## Selected passage
Does SCPA 2110 Authorize Payment of a Beneficiary’s Legal Fees from the Estate?

“Under the general rule, attorneys’ fees and disbursements are incidents of litigation and the prevailing party may not collect them from the loser unless an award is authorized by agreement between the parties or by statute or court rule” (A. G. Ship Maintenance Corp. v Lezak, 69 NY2d 1, 5 [1986]).  This rule limits this court’s discretion and authority to award fees to a beneficiary payable from an estate (see Matter of Urbach, 252 AD2d 318, 321 [3d Dept 1999] [“all parties to a controversy, the victors and the vanquished, [must] pay their own counsel fees”]; see also Matter of Rodken, 2 AD3d 1008, 1009 [3d Dept 2003] [“An attorney may be compensated from estate funds only for services that benefit the estate”]; Matter of Baxter [Gaynor], 196 AD2d 186, 190 [4th Dept 1994]).  

To be compensated for legal fees from an estate, the “legal services [must] have been rendered for the benefit of the estate as a whole, resulting in the enlargement of all the shares of all the estate beneficiaries” (Matter of Burns, 126 AD2d 809, 812 [3d Dept 1987]; Matter of Wallace, 68 AD3d 679, 680 [1st Dept 2009]; Matter of Baxter [Gaynor], 196 AD2d at 190; see also Matter of Kinzler, 195 AD2d 464, 465 [1st Dept 1993]; Matter of Carver, 19 Misc 3d 1110[A], 1110A, 2008 NY Slip Op 50632[U], *3 [Sur Ct, Essex County 2008] [citing cases]).

On the other hand, “where the legal services rendered did not benefit the estate but benefitted only the individuals whom the attorney represented, the attorney must seek compensation from the clients individually” (Matter of Wallace, 68 AD3d at 680; see also Matter of Rodken, 2 AD3d at 1008; Matter of Baxter [Gaynor], 196 AD2d at 190).

Does the Surrogate’s Court Have Jurisdiction Over Lifetime Trusts after the Grantor’s Death?

A decedent may create a trust during his or her lifetime.  What happens after the decedent dies?  Does the Surrogate’s Court have jurisdiction to compel a trustee to account to a beneficiary or determine other matters relating to the trust?

## Extracted records
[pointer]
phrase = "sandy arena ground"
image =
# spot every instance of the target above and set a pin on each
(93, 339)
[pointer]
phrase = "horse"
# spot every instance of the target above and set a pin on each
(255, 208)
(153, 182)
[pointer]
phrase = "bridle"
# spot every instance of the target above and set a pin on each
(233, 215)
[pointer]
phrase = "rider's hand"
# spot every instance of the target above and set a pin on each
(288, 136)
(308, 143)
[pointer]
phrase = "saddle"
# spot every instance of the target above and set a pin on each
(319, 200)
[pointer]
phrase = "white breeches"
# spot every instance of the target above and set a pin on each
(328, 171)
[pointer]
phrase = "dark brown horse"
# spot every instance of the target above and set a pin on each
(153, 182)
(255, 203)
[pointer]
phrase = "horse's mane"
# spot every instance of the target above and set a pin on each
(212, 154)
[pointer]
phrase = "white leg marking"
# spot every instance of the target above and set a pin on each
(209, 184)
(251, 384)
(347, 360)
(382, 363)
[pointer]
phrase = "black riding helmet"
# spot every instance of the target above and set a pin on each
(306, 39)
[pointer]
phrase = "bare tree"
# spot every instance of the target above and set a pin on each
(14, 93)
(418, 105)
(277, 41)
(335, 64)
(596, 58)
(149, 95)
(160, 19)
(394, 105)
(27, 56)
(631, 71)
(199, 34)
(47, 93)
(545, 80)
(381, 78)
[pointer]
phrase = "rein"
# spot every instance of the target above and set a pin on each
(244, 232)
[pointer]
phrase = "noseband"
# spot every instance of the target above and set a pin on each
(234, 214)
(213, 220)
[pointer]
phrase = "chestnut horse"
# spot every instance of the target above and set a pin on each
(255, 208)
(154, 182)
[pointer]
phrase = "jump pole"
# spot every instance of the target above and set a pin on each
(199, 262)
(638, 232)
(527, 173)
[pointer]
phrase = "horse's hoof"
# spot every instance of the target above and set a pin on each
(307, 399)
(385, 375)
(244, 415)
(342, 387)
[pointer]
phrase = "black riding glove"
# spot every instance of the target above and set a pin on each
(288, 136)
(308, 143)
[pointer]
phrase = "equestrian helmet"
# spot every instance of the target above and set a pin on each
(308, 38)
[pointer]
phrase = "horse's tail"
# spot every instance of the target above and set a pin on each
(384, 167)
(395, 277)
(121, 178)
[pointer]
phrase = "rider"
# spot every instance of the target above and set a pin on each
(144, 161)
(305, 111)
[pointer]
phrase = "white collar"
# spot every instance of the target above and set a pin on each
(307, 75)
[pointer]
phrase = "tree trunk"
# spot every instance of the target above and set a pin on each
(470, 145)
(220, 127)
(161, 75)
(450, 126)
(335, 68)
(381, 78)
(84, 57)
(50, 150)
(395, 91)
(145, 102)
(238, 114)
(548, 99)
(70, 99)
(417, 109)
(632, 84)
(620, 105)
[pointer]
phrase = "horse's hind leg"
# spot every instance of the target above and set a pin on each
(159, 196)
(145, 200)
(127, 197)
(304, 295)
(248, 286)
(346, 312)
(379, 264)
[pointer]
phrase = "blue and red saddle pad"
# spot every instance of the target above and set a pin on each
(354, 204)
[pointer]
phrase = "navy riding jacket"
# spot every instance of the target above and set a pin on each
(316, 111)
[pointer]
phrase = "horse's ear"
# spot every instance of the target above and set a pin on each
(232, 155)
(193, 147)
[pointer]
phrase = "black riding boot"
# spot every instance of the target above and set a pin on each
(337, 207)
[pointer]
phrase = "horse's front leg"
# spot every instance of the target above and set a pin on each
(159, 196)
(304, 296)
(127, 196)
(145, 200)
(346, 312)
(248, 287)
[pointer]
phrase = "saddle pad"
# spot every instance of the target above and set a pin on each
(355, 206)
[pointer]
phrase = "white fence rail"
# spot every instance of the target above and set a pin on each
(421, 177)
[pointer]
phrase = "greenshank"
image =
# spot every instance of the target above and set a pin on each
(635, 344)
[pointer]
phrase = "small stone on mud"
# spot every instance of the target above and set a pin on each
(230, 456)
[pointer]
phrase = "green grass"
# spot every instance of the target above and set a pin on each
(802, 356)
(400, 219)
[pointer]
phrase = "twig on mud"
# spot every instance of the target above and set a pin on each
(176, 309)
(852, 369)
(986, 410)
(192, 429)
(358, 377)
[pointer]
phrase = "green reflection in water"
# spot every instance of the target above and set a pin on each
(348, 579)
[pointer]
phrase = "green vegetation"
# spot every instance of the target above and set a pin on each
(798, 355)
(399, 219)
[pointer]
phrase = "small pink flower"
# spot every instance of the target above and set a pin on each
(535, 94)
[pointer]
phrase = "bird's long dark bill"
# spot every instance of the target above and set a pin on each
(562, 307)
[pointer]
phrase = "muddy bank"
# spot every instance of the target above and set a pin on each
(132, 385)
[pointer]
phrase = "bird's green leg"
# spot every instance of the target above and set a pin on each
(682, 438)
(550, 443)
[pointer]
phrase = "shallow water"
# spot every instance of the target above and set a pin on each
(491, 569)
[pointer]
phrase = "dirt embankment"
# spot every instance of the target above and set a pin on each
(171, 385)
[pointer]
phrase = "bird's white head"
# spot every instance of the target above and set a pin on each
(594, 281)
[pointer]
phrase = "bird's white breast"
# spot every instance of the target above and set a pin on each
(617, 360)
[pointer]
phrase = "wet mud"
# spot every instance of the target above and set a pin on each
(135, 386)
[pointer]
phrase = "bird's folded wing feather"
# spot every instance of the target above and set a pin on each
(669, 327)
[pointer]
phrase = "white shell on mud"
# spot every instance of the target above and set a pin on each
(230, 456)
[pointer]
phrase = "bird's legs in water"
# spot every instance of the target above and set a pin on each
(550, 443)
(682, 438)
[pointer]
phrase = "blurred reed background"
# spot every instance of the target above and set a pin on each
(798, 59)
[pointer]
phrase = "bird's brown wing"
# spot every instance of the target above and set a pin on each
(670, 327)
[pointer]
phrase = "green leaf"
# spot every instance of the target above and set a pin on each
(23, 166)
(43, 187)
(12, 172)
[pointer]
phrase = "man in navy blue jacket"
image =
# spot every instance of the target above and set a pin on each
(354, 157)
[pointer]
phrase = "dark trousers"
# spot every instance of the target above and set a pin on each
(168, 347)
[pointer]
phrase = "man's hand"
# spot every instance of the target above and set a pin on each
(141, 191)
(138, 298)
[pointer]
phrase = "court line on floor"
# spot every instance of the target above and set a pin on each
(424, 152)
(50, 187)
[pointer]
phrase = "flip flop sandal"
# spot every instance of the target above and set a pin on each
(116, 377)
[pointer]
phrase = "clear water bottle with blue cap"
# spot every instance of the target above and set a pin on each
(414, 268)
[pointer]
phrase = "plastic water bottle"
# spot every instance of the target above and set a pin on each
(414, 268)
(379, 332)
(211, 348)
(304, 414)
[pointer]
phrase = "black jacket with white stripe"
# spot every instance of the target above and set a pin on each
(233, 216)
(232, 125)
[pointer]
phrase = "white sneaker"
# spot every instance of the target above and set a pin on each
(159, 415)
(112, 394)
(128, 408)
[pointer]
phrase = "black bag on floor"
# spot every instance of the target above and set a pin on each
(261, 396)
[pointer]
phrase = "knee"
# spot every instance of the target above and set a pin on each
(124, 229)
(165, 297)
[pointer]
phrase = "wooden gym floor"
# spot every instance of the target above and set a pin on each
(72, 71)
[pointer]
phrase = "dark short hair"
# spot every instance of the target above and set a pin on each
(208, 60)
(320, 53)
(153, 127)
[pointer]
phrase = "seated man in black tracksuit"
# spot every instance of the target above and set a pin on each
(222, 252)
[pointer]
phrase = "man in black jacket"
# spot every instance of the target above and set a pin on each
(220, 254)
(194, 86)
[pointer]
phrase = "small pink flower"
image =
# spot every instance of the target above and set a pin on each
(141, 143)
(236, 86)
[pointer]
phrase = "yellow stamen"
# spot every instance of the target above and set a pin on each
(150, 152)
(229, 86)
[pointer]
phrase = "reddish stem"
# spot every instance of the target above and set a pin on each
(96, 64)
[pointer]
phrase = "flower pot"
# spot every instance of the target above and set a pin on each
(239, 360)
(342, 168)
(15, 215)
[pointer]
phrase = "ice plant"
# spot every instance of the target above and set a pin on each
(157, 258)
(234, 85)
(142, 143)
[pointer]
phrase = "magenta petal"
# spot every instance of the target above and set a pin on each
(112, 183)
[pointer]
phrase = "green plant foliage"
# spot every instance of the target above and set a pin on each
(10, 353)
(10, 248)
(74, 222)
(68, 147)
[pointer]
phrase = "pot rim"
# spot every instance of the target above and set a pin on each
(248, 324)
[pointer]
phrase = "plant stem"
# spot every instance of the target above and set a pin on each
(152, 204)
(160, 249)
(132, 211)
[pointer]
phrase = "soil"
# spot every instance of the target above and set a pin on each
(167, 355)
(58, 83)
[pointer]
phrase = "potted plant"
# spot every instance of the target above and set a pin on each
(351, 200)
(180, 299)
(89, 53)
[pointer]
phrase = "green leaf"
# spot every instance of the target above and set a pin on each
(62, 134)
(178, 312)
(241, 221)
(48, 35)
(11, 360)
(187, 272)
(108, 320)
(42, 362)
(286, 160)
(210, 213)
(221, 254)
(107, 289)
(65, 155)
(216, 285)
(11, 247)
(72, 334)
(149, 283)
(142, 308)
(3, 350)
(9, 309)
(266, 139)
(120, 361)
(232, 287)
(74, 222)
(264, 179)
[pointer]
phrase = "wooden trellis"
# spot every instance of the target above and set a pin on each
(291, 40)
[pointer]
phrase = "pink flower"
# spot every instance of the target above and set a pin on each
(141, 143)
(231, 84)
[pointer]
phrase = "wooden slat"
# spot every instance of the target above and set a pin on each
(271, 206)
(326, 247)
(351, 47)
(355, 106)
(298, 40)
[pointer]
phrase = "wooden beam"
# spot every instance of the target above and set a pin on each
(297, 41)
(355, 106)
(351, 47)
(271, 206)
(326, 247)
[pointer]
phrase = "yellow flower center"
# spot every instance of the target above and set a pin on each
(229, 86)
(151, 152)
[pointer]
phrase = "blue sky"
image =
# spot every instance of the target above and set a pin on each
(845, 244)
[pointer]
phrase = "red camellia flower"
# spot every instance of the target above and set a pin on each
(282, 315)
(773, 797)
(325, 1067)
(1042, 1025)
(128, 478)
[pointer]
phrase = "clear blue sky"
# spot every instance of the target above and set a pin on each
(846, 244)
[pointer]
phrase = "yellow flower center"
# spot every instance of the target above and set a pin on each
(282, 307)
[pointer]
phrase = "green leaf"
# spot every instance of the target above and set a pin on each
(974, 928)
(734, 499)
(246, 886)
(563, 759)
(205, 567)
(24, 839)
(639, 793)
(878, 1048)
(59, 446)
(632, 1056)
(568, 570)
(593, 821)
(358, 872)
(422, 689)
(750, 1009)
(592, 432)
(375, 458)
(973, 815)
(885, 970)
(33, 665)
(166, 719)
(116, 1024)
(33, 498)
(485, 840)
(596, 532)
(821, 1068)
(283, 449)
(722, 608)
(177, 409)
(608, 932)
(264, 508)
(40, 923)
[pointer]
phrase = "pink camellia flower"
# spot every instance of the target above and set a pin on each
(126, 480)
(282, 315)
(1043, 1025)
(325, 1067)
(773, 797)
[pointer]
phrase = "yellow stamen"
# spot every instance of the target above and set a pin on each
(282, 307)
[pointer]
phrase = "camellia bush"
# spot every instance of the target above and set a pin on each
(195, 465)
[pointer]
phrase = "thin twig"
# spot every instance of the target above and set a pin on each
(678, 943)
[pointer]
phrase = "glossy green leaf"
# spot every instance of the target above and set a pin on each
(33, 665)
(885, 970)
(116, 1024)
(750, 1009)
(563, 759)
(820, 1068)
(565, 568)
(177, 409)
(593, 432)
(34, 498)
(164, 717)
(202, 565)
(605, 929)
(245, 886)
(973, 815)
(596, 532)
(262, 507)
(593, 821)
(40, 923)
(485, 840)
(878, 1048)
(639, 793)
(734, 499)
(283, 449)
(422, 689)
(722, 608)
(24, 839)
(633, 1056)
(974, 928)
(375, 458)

## Task prompt
Copy the passage on paying legal fees from an estate word for word, everything from "To be compensated" down to "AD2d at 190).".

## Full response
To be compensated for legal fees from an estate, the “legal services [must] have been rendered for the benefit of the estate as a whole, resulting in the enlargement of all the shares of all the estate beneficiaries” (Matter of Burns, 126 AD2d 809, 812 [3d Dept 1987]; Matter of Wallace, 68 AD3d 679, 680 [1st Dept 2009]; Matter of Baxter [Gaynor], 196 AD2d at 190; see also Matter of Kinzler, 195 AD2d 464, 465 [1st Dept 1993]; Matter of Carver, 19 Misc 3d 1110[A], 1110A, 2008 NY Slip Op 50632[U], *3 [Sur Ct, Essex County 2008] [citing cases]).

On the other hand, “where the legal services rendered did not benefit the estate but benefitted only the individuals whom the attorney represented, the attorney must seek compensation from the clients individually” (Matter of Wallace, 68 AD3d at 680; see also Matter of Rodken, 2 AD3d at 1008; Matter of Baxter [Gaynor], 196 AD2d at 190).